◆ Quoted passage ◆
▼▼▼

# Thank You!!!



## MWScott72 (May 23, 2011)

Just wanted to thank any of you that are veterans today. Our family doesn't have much of a military history, but I am a history buff and realize the immense sacrifice that so many have given - past or present. My hats off to you this day! May you know that you are loved, appreciated and especially needed in this world that we live in.

Incidentally, I heard that Jiffy Lube is offerring free oil changes (up to 5 quarts free) to past and present service members, Red Robin has some sort of free deal on burgers and Starbucks is offering free coffee. All today only, so hope you can take advantage of these and other "thank you" offerings!


----------



## DIRTYS6X6 (May 19, 2021)

I agree with MW. have a fantastic day. Thank you.


----------



## CPAjeff (Dec 20, 2014)

Completely agree - huge THANK YOU to those who served!


----------



## wyogoob (Sep 7, 2007)

Happy Veteran's Day!!!


----------



## Lone_Hunter (Oct 25, 2017)

Thought i'd pass this along.


https://www.youtube.com/c/RememberWW2/videos


----------



## pollo70 (Aug 15, 2016)

Happy  Veterans Day !!!


----------



## bowgy (Oct 10, 2007)

Thank you to all who served, and to the families that supported them while they served.


----------



## AF CYN (Mar 19, 2009)

Agreed. I am so grateful for my freedoms, which I know are not free.


----------



## SaltyWalty (Feb 1, 2021)

Thank you to all who have served and who are serving, and just like AF CYN said I definitely know freedom isn’t free and my grandpa learned this in a hard way. Not to brag about how my veteran grandpa is cooler than yours😅but I thought I could share this story.

▲▲▲

◆ What to work on ◆
Output the veterans thread verbatim, from its header through the final post. The data that follows comes from a separate source unrelated to the veterans thread.

◆ Dataset entries ◆
▼▼▼

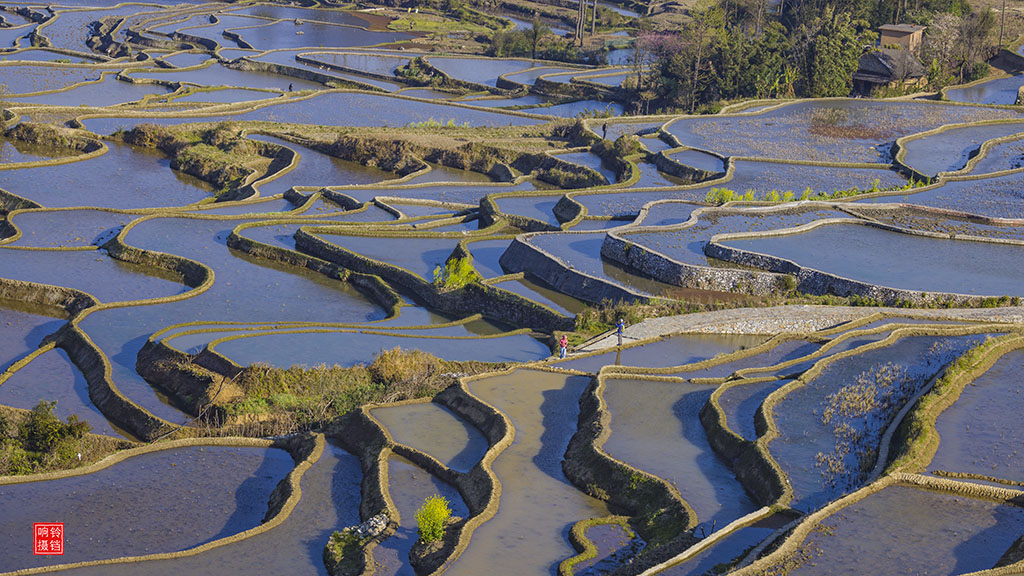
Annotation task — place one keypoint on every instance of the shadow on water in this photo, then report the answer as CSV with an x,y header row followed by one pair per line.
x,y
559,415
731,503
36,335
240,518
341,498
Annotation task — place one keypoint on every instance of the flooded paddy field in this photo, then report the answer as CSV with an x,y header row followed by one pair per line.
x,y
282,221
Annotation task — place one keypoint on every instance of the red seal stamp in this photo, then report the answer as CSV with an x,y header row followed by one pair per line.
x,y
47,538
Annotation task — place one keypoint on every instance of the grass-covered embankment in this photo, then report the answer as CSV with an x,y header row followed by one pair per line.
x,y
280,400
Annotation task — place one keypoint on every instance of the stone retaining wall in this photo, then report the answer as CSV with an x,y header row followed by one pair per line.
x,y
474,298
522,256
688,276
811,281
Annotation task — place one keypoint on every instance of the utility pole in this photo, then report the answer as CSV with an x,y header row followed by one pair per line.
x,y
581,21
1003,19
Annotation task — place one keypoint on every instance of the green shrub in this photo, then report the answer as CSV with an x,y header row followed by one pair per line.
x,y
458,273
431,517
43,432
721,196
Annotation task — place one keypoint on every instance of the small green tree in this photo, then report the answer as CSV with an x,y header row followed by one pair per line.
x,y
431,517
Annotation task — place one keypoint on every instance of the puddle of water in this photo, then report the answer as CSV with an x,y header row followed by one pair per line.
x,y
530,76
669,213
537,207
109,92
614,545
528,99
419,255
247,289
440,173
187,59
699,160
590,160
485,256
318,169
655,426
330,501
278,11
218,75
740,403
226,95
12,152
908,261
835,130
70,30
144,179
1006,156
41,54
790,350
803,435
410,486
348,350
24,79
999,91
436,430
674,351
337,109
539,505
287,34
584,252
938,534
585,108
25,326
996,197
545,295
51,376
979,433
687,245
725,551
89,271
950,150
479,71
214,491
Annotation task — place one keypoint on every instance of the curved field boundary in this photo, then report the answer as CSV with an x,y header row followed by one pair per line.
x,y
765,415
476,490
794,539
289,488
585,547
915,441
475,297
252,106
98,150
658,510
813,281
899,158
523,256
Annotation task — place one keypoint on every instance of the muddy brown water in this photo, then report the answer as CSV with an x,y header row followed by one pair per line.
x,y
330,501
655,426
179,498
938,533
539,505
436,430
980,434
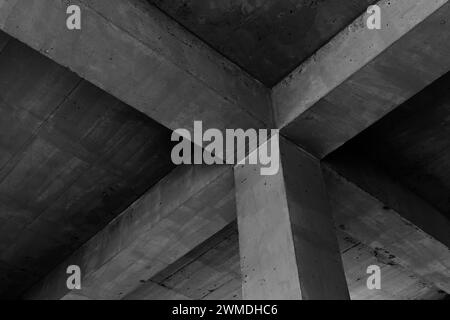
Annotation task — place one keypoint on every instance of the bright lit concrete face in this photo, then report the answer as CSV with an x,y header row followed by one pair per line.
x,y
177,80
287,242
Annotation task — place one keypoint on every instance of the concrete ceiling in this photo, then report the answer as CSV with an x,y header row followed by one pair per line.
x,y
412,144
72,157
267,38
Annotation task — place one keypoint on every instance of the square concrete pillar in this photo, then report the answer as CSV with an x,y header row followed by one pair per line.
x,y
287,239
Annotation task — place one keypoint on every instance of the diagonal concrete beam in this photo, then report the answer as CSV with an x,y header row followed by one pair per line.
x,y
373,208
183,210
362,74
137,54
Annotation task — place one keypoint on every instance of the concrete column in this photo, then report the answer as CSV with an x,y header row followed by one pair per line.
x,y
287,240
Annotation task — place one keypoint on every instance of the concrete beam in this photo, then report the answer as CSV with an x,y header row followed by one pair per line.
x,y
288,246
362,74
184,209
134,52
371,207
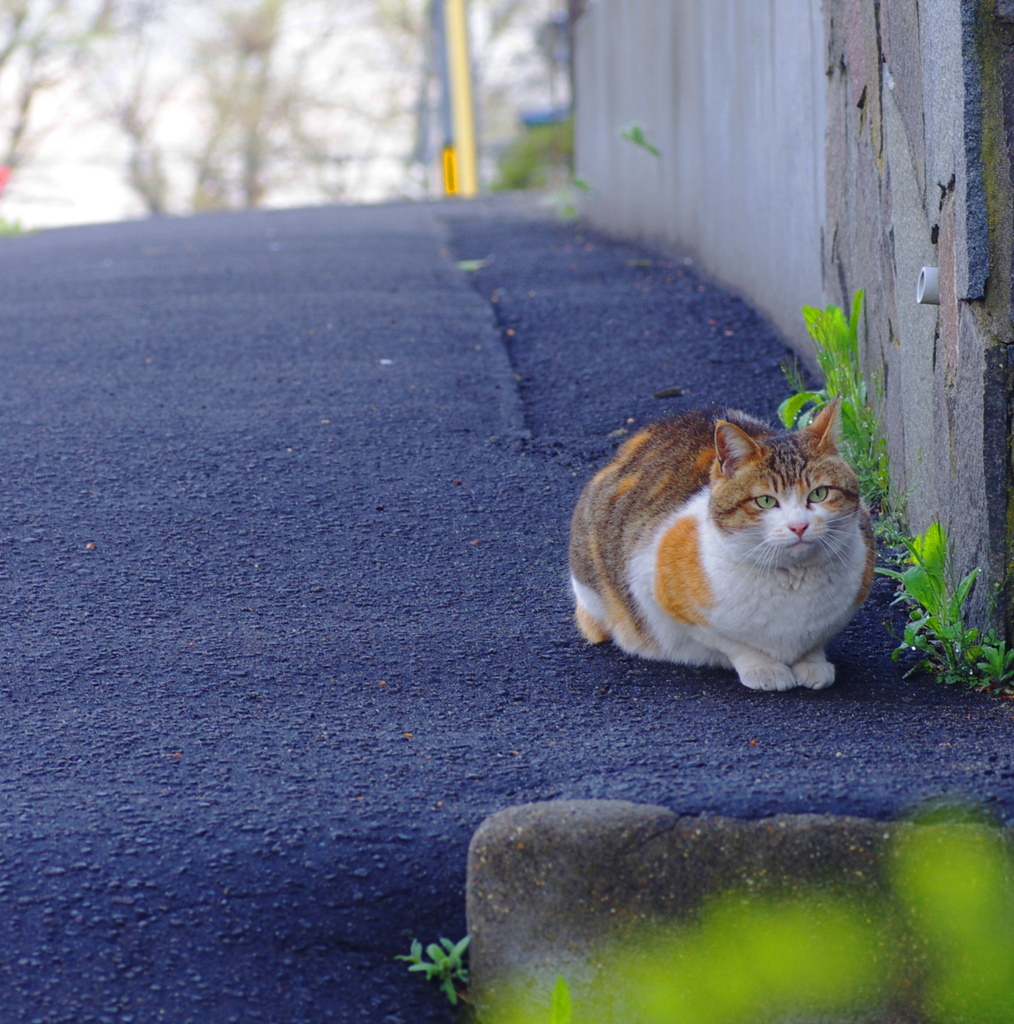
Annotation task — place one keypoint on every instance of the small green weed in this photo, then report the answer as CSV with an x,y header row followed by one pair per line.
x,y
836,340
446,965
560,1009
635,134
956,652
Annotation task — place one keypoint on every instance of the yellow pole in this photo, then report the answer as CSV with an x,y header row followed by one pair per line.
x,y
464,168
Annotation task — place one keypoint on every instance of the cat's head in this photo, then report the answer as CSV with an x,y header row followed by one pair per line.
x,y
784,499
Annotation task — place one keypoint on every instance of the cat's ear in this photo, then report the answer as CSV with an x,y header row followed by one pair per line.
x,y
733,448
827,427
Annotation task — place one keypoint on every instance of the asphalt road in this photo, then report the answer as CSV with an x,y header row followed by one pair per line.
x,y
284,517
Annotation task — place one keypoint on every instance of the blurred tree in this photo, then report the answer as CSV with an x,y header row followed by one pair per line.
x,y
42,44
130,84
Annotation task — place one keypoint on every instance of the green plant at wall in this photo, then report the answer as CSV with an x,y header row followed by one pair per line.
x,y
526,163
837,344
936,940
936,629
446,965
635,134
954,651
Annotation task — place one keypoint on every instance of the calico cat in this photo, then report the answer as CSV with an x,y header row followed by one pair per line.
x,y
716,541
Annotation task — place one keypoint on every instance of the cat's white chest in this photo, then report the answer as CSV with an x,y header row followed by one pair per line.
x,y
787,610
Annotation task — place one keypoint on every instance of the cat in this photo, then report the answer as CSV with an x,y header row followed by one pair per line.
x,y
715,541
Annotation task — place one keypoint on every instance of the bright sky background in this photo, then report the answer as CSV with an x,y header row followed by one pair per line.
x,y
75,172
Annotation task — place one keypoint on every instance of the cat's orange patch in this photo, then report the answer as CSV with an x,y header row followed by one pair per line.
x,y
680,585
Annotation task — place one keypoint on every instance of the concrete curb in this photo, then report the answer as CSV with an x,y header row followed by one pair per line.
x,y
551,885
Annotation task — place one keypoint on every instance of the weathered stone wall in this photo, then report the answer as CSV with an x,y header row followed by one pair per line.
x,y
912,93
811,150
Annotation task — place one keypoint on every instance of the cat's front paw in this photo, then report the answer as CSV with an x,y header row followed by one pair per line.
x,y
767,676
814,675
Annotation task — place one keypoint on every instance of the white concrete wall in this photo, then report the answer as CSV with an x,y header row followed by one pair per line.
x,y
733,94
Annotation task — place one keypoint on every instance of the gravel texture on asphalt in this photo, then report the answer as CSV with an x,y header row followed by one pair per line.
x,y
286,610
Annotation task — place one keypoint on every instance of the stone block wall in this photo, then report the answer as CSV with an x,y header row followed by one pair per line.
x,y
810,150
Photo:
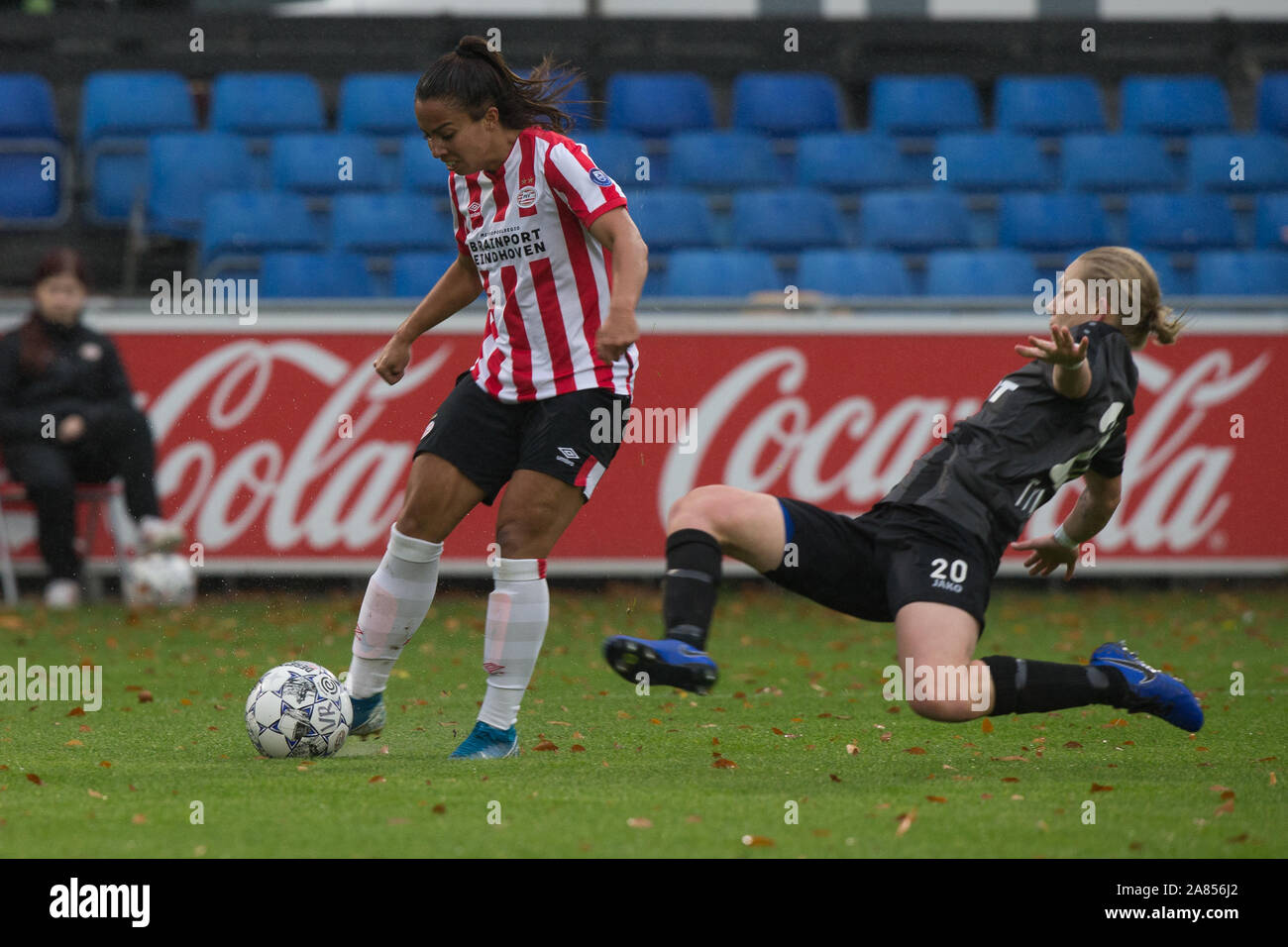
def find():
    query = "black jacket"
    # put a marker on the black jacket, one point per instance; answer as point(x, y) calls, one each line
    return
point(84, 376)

▲▲▲

◆ Answer to this task ◆
# Thank You!!!



## MWScott72 (May 23, 2011)

Just wanted to thank any of you that are veterans today. Our family doesn't have much of a military history, but I am a history buff and realize the immense sacrifice that so many have given - past or present. My hats off to you this day! May you know that you are loved, appreciated and especially needed in this world that we live in.

Incidentally, I heard that Jiffy Lube is offerring free oil changes (up to 5 quarts free) to past and present service members, Red Robin has some sort of free deal on burgers and Starbucks is offering free coffee. All today only, so hope you can take advantage of these and other "thank you" offerings!


----------



## DIRTYS6X6 (May 19, 2021)

I agree with MW. have a fantastic day. Thank you.


----------



## CPAjeff (Dec 20, 2014)

Completely agree - huge THANK YOU to those who served!


----------



## wyogoob (Sep 7, 2007)

Happy Veteran's Day!!!


----------



## Lone_Hunter (Oct 25, 2017)

Thought i'd pass this along.


https://www.youtube.com/c/RememberWW2/videos


----------



## pollo70 (Aug 15, 2016)

Happy  Veterans Day !!!


----------



## bowgy (Oct 10, 2007)

Thank you to all who served, and to the families that supported them while they served.


----------



## AF CYN (Mar 19, 2009)

Agreed. I am so grateful for my freedoms, which I know are not free.


----------



## SaltyWalty (Feb 1, 2021)

Thank you to all who have served and who are serving, and just like AF CYN said I definitely know freedom isn’t free and my grandpa learned this in a hard way. Not to brag about how my veteran grandpa is cooler than yours😅but I thought I could share this story.